◆ **EXTRACTED TEXT**:
— Begin —
This document outlines the database migration process for transitioning the ASPC (Associated Students of Pomona College) course review system from legacy instructor IDs to API-based instructor CxIDs. The migration was necessary to align the system with the Pomona API's data structure and improve data accuracy.

## Background

The ASPC course review system serves students across the Claremont Colleges consortium (Harvey Mudd, Pomona, Claremont McKenna, Scripps, and Pitzer). The system originally used legacy internal instructor IDs inherited from a previous PostgreSQL database. However, the external Pomona API uses CxIDs (arbitrary numerical identifiers) for instructors.

### Database Structure

**Three main MongoDB collections:**
1. **Instructors** - Professor information
2. **Courses** - Course offerings with instructor associations
3. **CourseReviews** - Student reviews linked to specific courses and instructors

### Initial Data State
- **887 unique instructor names** in the system
- **26 instructors** have multiple CxIDs (taught at different schools)
— End —
◆ **DATA SHOWN**:
— Begin —
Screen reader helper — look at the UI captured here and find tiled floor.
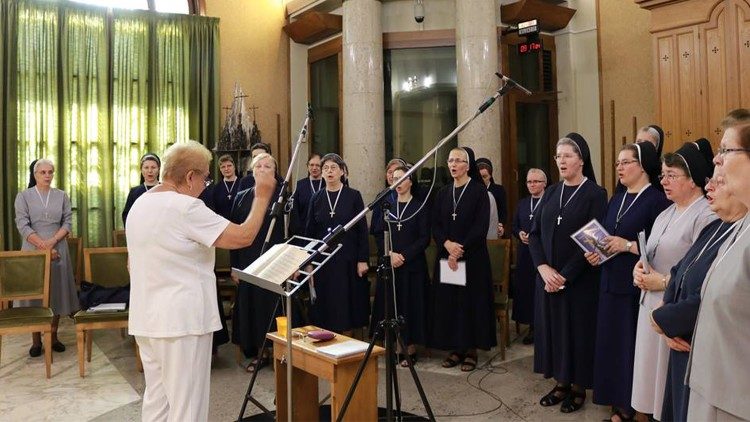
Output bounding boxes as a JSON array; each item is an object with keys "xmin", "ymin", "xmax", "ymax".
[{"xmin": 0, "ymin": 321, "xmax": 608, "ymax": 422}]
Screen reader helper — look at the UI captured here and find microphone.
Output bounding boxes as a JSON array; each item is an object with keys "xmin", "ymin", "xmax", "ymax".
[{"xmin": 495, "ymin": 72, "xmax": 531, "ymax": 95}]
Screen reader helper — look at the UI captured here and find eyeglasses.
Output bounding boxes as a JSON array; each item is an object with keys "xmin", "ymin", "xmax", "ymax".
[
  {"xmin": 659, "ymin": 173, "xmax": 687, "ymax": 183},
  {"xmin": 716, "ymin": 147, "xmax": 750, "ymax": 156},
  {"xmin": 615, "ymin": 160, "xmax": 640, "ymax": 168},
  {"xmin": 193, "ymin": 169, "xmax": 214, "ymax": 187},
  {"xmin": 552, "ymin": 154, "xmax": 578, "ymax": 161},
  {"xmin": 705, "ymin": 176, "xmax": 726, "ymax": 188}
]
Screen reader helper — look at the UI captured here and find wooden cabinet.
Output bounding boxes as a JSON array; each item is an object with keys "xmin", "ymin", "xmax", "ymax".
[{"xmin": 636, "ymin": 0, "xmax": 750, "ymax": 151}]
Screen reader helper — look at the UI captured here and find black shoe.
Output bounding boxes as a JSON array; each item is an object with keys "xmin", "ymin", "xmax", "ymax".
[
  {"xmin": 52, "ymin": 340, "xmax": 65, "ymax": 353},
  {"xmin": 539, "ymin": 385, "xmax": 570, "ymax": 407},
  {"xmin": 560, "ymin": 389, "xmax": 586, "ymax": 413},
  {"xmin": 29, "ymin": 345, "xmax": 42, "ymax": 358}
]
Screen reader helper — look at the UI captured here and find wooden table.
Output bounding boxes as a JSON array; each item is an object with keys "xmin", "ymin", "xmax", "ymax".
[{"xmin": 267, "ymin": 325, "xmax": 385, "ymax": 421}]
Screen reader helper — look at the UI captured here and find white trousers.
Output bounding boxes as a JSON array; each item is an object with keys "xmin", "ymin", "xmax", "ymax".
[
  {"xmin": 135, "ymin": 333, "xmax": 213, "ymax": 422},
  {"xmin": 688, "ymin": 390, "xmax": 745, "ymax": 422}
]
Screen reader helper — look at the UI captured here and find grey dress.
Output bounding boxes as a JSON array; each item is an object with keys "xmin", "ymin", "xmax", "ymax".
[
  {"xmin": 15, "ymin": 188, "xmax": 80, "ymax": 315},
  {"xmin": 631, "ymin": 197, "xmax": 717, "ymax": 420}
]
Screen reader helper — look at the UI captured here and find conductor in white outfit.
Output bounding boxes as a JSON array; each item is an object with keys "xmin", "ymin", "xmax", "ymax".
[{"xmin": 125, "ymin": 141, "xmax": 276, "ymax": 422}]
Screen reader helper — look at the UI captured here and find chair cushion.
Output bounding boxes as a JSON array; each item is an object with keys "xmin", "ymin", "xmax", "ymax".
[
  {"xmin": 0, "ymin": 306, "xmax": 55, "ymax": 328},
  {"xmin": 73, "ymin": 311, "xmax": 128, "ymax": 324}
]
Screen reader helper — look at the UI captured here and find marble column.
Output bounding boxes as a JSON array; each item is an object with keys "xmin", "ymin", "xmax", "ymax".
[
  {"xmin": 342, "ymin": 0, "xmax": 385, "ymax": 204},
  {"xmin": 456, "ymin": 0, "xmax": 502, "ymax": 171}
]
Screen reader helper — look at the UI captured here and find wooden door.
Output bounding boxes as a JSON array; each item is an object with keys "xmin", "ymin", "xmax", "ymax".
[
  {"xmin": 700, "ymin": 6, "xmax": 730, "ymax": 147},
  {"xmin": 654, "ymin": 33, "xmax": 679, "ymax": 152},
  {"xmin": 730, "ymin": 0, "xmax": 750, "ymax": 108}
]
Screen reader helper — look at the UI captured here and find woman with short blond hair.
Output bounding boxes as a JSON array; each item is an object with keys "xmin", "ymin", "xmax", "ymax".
— End —
◆ **TO BE DONE**:
**1)** Retype the migration write-up from the words "This document outlines" through the words "improve data accuracy.".
**2)** Show every line of the listing that contains the word "wooden".
The listing has no connection to the migration write-up.

◆ **IN RESPONSE**:
**1)**
This document outlines the database migration process for transitioning the ASPC (Associated Students of Pomona College) course review system from legacy instructor IDs to API-based instructor CxIDs. The migration was necessary to align the system with the Pomona API's data structure and improve data accuracy.

**2)**
Screen reader helper — look at the UI captured here and find wooden cabinet.
Screen reader helper — look at the UI captured here and find wooden table.
Screen reader helper — look at the UI captured here and find wooden door.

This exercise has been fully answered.